Description of the task. Please output exactly the run of lines that starts at the line with "Class, indicate each instance of the white upper" and ends at the last line of the records below.

Exercise data.
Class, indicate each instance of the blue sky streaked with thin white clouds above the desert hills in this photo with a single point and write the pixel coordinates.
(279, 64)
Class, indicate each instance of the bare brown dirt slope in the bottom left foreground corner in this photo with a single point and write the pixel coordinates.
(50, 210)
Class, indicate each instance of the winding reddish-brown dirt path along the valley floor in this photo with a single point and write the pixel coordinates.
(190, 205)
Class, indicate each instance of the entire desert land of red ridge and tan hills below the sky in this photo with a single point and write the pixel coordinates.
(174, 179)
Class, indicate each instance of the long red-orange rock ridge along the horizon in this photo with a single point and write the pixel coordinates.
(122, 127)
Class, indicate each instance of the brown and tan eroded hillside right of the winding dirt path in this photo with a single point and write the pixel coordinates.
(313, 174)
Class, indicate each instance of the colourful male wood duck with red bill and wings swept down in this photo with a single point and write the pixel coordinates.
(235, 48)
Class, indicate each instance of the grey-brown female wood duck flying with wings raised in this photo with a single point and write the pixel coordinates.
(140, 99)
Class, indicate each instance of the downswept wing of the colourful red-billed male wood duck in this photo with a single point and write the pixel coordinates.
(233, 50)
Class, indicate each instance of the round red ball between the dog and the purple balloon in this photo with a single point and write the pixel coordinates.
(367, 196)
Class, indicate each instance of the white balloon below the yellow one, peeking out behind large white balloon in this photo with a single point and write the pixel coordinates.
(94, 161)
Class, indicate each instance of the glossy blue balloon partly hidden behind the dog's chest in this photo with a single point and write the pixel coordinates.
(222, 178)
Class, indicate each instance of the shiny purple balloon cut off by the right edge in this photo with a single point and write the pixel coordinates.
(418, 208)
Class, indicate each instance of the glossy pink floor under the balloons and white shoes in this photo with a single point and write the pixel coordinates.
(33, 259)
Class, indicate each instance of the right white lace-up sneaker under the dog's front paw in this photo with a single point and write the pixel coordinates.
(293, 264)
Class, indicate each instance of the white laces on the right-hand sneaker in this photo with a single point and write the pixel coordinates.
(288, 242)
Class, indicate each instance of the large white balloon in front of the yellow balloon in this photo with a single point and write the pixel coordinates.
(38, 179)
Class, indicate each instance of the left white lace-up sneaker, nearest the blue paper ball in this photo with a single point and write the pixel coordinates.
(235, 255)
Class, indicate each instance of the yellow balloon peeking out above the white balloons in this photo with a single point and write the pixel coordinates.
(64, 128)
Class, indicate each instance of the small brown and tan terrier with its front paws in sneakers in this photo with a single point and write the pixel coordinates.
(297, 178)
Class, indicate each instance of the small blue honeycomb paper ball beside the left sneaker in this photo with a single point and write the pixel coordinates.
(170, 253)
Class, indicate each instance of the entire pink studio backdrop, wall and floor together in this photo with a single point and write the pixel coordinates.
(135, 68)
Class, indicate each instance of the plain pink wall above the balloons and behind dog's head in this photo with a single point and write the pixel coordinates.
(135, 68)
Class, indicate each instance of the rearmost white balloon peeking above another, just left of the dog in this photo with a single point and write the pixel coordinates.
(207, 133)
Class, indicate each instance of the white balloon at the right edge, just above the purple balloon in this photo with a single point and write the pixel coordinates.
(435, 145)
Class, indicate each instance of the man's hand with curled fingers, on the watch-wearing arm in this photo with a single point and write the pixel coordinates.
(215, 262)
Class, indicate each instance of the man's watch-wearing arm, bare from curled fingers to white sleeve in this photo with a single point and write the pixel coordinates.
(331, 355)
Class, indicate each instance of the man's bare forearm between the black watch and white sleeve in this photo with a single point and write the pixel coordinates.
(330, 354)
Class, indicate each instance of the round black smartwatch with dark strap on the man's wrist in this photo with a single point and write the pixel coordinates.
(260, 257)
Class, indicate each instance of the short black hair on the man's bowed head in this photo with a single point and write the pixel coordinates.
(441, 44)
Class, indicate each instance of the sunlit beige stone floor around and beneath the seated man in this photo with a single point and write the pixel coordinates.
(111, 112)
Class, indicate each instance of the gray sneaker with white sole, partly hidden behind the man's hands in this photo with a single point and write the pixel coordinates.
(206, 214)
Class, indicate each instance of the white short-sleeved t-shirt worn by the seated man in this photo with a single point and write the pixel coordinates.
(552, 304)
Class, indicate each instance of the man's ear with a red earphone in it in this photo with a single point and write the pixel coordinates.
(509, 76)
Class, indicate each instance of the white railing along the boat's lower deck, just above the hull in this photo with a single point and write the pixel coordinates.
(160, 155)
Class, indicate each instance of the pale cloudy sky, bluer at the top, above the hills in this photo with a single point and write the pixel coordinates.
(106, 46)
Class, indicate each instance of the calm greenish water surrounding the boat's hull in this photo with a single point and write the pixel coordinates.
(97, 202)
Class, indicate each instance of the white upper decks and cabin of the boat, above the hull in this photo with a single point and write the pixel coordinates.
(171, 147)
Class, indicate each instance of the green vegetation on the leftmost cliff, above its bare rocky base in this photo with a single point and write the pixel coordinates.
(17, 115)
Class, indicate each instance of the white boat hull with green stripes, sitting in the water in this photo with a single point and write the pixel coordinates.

Result below.
Class, indicate each instance of the white upper decks and cabin of the boat, above the hull in this photo with a single point and write the pixel coordinates.
(171, 147)
Class, indicate each instance of the green vegetation on the leftmost cliff, above its bare rocky base in this photo with a single point and write the pixel coordinates.
(17, 115)
Class, indicate each instance of the white boat hull with green stripes, sitting in the water in this photo with a single point and write the pixel coordinates.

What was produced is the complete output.